Top of DATA

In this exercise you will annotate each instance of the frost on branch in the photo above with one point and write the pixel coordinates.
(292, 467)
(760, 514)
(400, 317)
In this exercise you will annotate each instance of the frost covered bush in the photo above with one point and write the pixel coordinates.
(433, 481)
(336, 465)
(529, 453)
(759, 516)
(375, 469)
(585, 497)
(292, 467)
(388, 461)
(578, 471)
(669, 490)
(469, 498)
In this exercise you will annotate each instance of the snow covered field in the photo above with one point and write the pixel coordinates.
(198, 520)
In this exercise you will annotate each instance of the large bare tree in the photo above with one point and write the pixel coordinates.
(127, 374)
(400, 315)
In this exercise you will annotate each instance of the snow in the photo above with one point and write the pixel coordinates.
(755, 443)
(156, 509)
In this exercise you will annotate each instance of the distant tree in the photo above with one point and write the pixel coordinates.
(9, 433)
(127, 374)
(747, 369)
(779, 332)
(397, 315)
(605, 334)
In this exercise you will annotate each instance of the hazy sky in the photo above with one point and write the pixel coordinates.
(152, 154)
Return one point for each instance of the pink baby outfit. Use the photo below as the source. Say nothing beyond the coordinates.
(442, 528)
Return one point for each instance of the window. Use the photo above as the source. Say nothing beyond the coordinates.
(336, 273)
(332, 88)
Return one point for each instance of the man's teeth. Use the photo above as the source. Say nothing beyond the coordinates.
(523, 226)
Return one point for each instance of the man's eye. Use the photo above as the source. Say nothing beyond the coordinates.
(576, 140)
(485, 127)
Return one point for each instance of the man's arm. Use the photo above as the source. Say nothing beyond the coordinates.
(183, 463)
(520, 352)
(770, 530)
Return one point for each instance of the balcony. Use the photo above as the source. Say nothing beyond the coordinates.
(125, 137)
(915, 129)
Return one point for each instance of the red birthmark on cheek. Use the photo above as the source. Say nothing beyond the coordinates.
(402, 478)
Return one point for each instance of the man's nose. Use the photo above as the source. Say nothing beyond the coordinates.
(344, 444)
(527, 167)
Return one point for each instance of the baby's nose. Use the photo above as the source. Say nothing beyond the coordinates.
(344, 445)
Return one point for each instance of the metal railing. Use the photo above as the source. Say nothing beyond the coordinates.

Bottom of DATA

→ **EXERCISE PROMPT**: Retype the material exactly, including every line.

→ **REPLY**:
In this exercise you will annotate each instance of the frost on branch in the photo above with one point and write the pixel coordinates.
(292, 467)
(760, 514)
(400, 317)
In this exercise you will annotate each instance of the frost covered bush in the photo above with one point and write the pixel coordinates.
(433, 481)
(336, 465)
(529, 453)
(759, 516)
(375, 469)
(585, 497)
(292, 467)
(388, 461)
(578, 471)
(669, 490)
(469, 498)
In this exercise you will annotate each instance of the snow covered field in the photo above with one point and write the pixel coordinates.
(198, 520)
In this exercise you will annotate each instance of the large bare tree in the photo above with one point and write the pixel coordinates.
(127, 374)
(400, 315)
In this exercise you will annotate each instance of the snow in the photo above with one point and write the pixel coordinates.
(755, 443)
(156, 509)
In this exercise you will annotate each instance of the distant tree in the photo above with one point and write the pixel coordinates.
(9, 433)
(127, 374)
(747, 369)
(779, 332)
(397, 315)
(605, 334)
In this exercise you will annotate each instance of the hazy sky in the photo above with one point and write the pixel coordinates.
(152, 154)
Return one point for each instance of the pink baby outfit. Use the photo below as the source. Say nothing beyond the coordinates.
(442, 528)
Return one point for each instance of the window. Use the photo above as the source. Say nothing beyond the coordinates.
(336, 273)
(332, 88)
Return one point for each instance of the man's teeth. Use the photo above as the source. Say nothing beyond the coordinates.
(523, 226)
Return one point for each instance of the man's eye. Use the photo above as the source. Say nothing beyond the coordinates.
(576, 140)
(485, 127)
Return one point for each instance of the man's arm. Use the photo above as the source. Say nothing beyond the coordinates.
(183, 463)
(520, 352)
(770, 530)
Return one point for each instance of the balcony. Use the photo above as the source. Say nothing beyond the coordinates.
(125, 137)
(915, 129)
Return one point for each instance of the red birthmark on cheek. Use the photo above as the source. Say nothing beyond the coordinates.
(402, 478)
Return one point for each instance of the man's nose. Use the photo above as the source. Say nothing beyond the coordinates.
(344, 444)
(527, 167)
Return one point for each instance of the baby's nose. Use the photo above as the source. Say nothing beyond the coordinates.
(344, 445)
Return one point for each instance of the metal railing. Use the photo above as the source. Say nothing beyond the coordinates.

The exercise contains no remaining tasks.